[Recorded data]
—————

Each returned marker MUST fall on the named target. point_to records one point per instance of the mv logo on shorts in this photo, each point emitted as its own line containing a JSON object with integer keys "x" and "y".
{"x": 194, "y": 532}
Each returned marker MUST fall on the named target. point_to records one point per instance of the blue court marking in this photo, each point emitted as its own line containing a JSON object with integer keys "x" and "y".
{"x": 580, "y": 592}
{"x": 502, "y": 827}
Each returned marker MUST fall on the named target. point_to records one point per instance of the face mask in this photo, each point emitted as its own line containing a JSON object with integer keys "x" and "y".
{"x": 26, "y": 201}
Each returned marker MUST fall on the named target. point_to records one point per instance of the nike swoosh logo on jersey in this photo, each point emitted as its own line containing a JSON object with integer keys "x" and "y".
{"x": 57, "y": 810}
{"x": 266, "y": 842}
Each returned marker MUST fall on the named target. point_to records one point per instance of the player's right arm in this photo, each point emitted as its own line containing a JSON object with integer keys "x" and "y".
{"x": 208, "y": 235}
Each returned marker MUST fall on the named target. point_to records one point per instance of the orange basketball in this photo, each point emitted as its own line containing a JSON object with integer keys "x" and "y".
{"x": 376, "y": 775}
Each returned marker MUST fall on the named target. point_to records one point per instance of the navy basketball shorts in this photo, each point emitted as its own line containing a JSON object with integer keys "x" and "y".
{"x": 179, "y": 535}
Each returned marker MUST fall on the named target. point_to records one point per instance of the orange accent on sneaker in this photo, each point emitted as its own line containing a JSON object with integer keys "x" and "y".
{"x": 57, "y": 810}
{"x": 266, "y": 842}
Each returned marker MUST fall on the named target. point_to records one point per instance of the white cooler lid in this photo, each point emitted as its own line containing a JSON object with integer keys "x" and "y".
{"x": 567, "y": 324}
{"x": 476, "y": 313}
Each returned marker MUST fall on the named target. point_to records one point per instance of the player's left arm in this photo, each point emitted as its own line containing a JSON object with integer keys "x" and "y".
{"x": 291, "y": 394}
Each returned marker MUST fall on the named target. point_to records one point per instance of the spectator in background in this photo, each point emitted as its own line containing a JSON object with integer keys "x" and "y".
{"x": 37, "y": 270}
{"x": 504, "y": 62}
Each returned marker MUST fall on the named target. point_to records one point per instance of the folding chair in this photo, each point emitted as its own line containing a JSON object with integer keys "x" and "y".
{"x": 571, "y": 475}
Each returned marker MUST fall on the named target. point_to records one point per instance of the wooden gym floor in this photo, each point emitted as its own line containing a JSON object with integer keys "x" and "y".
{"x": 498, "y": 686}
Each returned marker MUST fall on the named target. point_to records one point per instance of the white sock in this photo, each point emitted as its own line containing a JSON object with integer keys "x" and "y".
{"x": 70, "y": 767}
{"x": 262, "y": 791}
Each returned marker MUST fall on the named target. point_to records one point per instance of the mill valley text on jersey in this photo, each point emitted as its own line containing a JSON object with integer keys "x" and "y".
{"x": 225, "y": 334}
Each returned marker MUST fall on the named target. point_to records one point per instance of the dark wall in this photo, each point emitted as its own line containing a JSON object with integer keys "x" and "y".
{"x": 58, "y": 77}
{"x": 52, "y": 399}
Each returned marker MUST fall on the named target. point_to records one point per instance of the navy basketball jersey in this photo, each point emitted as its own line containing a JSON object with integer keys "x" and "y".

—————

In full and without change, transcribe the data above.

Each returned marker MUST fall on the named target. point_to records one point per instance of the mv logo on shorts in this photo, each point emitted as its own line containing a JSON object with integer keys "x" and "y".
{"x": 194, "y": 532}
Each returned marker MUST fall on the named target. point_to records one point per instance of the blue court marking in this photo, each point emitted as its own line containing a JSON object with integer keys "x" and "y".
{"x": 580, "y": 592}
{"x": 502, "y": 827}
Each returned marker MUST fall on the named target. point_to records one point per instance of the face mask in this photo, each point emitted as its own line containing a JSON object with integer keys "x" and "y".
{"x": 26, "y": 201}
Each returned marker MUST fall on the named target. point_to records one point per instance of the nike swoosh logo on jersey in this photo, each point emitted as its own line containing a JSON object with integer keys "x" and "y".
{"x": 57, "y": 810}
{"x": 266, "y": 842}
Each returned marker MUST fall on the named target. point_to records one point per instance of the player's right arm in this photo, each point emitted as its own line containing a JSON object with integer keys "x" and "y".
{"x": 208, "y": 235}
Each returned marker MUST fall on the named target. point_to records one point per instance of the orange basketball in this photo, each point emitted as its own line containing a JSON object with integer keys "x" and "y".
{"x": 376, "y": 775}
Each returned marker MUST fall on the named target. point_to records one point per instance of the navy basketball shorts in this photo, each point emitted as its own line containing a JSON object with integer keys "x" and "y".
{"x": 179, "y": 535}
Each returned marker MUST fall on the named target. point_to records one point per instance of the orange accent on sneaker in this photo, each point emitted as its own line containing a JSON object with integer keys "x" and "y".
{"x": 57, "y": 810}
{"x": 266, "y": 842}
Each returned marker MUST fall on the named target. point_to records one point per instance of the white cooler lid in this photo, each point emitted as its own line containing a JSON object with integer keys "x" and "y".
{"x": 567, "y": 324}
{"x": 476, "y": 313}
Each returned marker MUST fall on the named target. point_to records one point per instance of the player's left arm in this photo, each point emitted as its own line containing a JSON object with integer keys "x" and "y".
{"x": 291, "y": 394}
Each returned marker MUST fall on the named target. point_to records one point per instance of the spectator in background in this photo, each point emitted as its own line containing a JSON object with integer keys "x" and "y".
{"x": 37, "y": 270}
{"x": 504, "y": 62}
Each returned marker MUST fall on the named target. point_to records one point per instance of the folding chair in this photo, each point emitted as its own line containing a JSON object with integer keys "x" and "y".
{"x": 571, "y": 475}
Each returned marker MUST fall on the named target. point_to records one point per instance of the wooden gym floor in this photo, each point emitted as its own line containing a JSON object with integer keys "x" and "y".
{"x": 498, "y": 686}
Each returned marker MUST fall on the named target. point_to records one point per instance of the white sock in this photo, each point emitted as its own line containing a JSON object with integer keys "x" and "y".
{"x": 70, "y": 767}
{"x": 262, "y": 791}
Each returned marker MUST fall on the named target. point_to records one point per instance of the mill valley text on jersey in this photo, each point emitted as its own line containing a JSON object with integer keys "x" and "y".
{"x": 225, "y": 334}
Each returned marker MUST fall on the named target. point_to records one point per instance of the dark wall in this photo, each point emitted as its own line containing a JSON object with integer keys "x" and "y".
{"x": 58, "y": 77}
{"x": 52, "y": 399}
Each returned marker MUST fall on the named target. point_to records one point per instance of the navy basketball jersey in this photo, each point emitted as its own line containing a JSON object with integer keys "x" and "y".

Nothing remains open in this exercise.